→ **WORK TASK**
Transcribe the data below verbatim from the line with "formatted like (39,74)." to the line with "The response SHOULD mark one point per instance of the dress". Include both of those lines.

→ **PROVIDED ENTRIES**
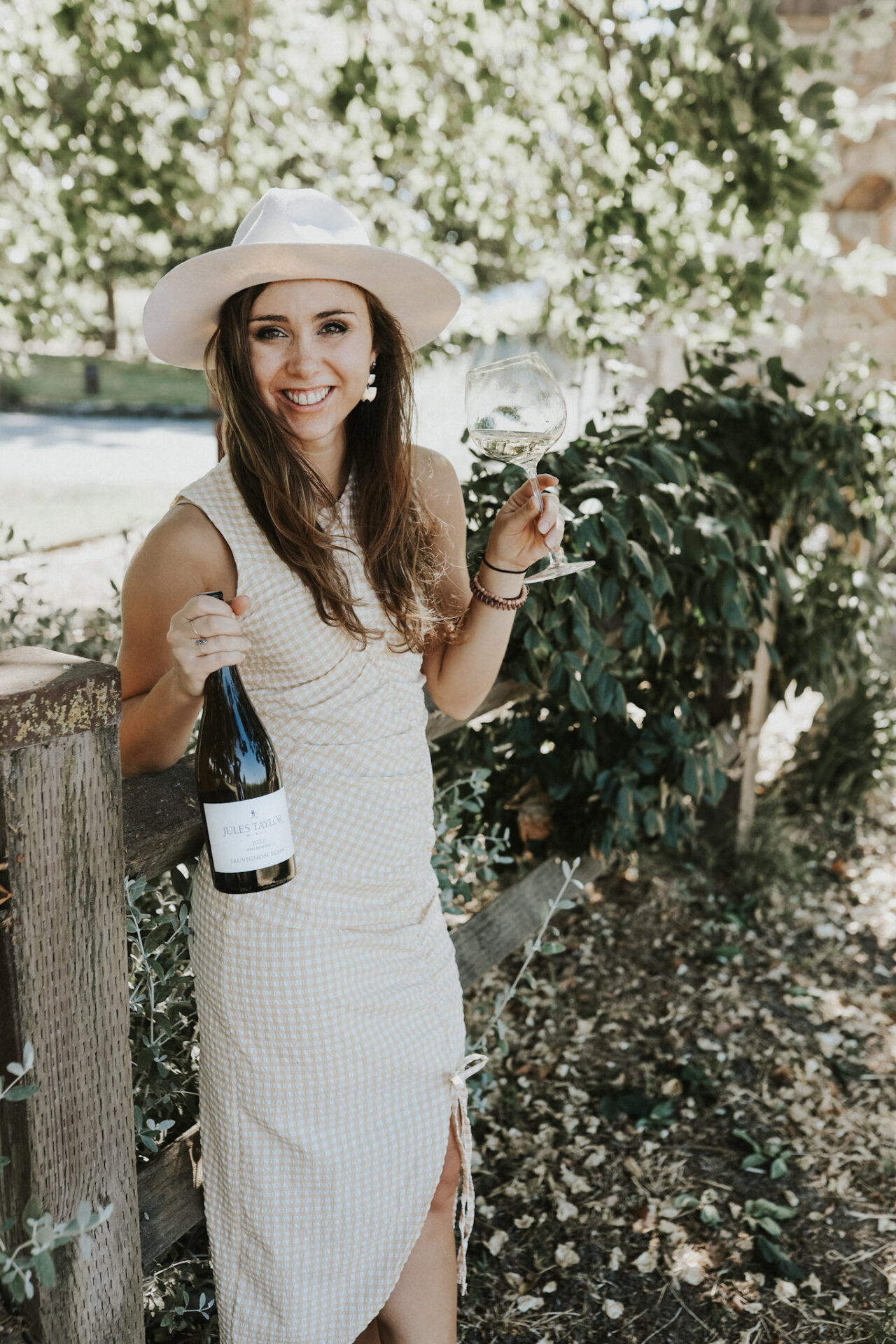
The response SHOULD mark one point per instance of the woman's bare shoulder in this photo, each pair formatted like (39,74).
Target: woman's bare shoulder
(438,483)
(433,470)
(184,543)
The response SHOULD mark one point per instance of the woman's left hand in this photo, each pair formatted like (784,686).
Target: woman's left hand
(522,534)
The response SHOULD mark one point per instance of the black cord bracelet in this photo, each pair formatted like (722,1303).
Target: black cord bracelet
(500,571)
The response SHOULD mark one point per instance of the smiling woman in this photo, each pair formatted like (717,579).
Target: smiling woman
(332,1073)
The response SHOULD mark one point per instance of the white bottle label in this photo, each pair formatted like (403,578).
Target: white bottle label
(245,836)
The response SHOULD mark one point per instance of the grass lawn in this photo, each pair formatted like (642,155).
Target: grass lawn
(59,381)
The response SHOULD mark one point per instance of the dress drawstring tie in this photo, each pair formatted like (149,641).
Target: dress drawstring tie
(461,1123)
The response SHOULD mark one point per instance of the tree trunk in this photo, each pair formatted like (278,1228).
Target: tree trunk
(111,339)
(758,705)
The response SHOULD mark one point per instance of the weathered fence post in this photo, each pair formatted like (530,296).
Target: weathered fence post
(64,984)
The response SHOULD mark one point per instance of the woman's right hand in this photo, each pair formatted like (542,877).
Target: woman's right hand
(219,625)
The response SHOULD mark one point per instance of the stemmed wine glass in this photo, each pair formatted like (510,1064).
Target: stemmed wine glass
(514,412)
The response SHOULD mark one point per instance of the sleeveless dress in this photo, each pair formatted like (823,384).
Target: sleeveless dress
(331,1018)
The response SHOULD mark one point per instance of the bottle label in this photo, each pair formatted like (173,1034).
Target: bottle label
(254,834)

---

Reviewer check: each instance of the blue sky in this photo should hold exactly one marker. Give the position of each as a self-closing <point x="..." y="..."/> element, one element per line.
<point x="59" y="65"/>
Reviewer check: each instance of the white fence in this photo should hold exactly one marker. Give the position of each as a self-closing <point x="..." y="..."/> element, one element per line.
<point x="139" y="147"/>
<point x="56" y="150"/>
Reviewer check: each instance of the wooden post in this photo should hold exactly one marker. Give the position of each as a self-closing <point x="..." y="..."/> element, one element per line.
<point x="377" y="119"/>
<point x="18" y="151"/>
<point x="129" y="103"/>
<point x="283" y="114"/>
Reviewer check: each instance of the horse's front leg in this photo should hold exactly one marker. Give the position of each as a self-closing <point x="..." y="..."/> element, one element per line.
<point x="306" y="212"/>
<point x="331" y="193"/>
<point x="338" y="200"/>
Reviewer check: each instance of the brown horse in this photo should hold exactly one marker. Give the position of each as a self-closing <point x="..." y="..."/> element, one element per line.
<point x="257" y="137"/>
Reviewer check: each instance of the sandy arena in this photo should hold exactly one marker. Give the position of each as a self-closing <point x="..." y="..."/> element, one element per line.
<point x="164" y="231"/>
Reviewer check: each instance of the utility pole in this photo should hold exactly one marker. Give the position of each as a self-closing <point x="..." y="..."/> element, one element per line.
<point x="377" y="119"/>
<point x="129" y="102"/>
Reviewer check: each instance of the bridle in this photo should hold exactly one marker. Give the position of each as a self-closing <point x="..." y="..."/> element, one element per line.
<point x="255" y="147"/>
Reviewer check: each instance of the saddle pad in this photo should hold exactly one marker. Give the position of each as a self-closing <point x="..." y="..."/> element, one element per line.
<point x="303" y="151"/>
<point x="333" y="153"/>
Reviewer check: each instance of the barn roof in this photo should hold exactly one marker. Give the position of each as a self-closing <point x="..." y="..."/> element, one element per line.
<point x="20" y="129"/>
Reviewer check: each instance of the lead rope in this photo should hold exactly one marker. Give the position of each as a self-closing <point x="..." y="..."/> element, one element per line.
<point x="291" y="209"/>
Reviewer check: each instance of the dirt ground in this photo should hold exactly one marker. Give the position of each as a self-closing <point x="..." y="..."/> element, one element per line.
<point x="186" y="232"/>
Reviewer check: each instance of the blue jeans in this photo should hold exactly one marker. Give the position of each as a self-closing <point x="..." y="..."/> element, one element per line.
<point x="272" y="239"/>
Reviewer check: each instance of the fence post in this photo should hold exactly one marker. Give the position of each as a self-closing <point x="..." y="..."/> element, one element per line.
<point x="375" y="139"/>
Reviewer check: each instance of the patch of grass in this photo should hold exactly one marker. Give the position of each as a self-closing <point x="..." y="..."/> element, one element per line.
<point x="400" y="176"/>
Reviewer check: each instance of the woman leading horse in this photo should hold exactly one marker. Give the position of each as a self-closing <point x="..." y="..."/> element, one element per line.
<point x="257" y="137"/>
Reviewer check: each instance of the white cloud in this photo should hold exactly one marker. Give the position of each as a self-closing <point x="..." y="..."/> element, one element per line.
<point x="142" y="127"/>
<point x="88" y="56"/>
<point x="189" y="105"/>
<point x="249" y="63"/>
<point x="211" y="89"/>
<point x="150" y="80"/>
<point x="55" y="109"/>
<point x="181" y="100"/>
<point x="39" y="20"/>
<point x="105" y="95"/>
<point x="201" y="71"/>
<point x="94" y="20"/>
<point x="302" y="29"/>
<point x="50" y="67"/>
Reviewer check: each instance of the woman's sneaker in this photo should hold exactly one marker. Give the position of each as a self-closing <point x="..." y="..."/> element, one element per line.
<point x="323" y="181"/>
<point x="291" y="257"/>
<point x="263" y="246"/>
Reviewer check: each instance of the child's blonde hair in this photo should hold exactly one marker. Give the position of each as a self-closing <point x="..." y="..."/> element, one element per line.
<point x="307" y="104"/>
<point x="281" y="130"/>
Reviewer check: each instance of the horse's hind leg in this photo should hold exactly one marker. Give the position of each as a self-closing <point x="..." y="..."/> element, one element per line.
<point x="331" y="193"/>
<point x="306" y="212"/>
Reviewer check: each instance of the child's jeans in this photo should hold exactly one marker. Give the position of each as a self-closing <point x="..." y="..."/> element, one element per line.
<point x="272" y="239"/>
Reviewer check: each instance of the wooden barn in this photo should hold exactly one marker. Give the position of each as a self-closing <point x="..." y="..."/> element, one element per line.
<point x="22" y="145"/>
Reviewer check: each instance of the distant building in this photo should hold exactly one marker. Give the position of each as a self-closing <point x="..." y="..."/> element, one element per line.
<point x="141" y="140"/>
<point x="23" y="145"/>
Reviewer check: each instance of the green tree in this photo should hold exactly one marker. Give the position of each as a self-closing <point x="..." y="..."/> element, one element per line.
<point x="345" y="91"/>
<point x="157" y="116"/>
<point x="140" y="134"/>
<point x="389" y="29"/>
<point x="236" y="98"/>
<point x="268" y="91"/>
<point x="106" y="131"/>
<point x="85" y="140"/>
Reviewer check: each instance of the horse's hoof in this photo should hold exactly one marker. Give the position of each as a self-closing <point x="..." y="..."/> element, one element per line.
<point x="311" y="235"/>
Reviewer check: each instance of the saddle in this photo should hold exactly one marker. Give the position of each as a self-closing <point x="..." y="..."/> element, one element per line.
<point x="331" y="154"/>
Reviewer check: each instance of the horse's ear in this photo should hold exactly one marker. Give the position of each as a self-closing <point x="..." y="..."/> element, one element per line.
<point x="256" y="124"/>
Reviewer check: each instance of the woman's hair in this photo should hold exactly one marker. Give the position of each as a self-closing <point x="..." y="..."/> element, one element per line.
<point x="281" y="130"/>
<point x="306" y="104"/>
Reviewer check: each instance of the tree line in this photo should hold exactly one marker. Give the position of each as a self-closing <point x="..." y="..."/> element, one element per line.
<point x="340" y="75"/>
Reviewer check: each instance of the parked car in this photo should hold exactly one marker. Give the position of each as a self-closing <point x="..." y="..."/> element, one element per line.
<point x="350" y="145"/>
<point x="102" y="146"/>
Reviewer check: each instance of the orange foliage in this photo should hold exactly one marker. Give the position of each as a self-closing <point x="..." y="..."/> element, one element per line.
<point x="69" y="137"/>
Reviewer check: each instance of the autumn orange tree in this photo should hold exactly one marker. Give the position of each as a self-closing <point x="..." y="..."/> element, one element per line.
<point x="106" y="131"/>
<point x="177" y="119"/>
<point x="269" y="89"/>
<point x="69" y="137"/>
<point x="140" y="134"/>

---

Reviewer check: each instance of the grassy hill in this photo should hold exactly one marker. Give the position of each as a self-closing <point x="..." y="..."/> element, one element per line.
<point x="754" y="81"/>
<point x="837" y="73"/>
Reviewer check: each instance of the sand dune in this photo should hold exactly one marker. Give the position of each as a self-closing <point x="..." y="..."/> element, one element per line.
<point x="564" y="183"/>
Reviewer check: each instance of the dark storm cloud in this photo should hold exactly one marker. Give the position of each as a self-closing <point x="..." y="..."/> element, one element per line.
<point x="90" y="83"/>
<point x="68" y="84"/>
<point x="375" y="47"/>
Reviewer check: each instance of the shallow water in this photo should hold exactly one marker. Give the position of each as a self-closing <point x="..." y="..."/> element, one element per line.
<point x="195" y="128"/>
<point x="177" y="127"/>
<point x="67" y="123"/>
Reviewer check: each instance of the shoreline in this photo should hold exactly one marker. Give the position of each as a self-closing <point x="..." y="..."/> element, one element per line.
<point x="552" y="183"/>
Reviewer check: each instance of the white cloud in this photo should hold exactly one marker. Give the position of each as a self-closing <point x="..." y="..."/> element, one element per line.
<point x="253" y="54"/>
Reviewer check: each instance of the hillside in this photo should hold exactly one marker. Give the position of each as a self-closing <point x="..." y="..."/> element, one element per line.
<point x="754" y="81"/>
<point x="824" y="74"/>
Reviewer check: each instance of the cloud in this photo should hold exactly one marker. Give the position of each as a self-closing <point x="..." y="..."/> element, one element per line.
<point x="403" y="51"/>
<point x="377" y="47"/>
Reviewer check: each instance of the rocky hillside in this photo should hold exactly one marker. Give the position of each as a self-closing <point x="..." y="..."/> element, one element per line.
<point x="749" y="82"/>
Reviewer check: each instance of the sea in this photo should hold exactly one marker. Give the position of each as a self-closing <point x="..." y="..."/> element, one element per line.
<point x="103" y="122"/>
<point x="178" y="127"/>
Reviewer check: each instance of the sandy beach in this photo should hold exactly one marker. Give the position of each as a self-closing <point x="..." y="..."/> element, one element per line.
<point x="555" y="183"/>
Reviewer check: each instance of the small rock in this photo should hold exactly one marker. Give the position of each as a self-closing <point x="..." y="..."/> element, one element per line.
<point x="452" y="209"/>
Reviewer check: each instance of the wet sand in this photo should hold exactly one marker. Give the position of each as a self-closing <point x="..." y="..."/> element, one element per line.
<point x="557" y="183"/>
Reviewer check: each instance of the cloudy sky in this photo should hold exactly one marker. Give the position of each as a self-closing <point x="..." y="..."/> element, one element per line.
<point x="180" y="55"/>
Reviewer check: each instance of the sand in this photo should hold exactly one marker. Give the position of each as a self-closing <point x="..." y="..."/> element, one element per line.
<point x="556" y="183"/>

→ **RESULT BELOW**
The response SHOULD mark one point per instance of the woman's bare shoulder in this photo, each pair formatted like (39,74).
Target: woman's bare shoulder
(438,483)
(433,470)
(184,543)
The response SHOULD mark one point per instance of the woman's left hand in this photo, each pair formatted like (784,686).
Target: woman's left hand
(522,534)
The response SHOULD mark one point per instance of the black cord bracelet in this photo, each pair formatted like (722,1303).
Target: black cord bracelet
(500,571)
The response SHOULD mark one point per instance of the smiling woman in this photo, each pair formatted like (717,579).
Target: smiling woman
(332,1073)
The response SHOULD mark one point per instance of the white bottle label in this photo, each pair formatted like (403,578).
Target: white bottle label
(245,836)
The response SHOULD mark one point per instance of the grass lawn in this photo, each pair formatted like (642,155).
Target: grass lawn
(59,381)
The response SHOULD mark one point per instance of the dress drawstring tie in this photo, each pair formatted like (149,641).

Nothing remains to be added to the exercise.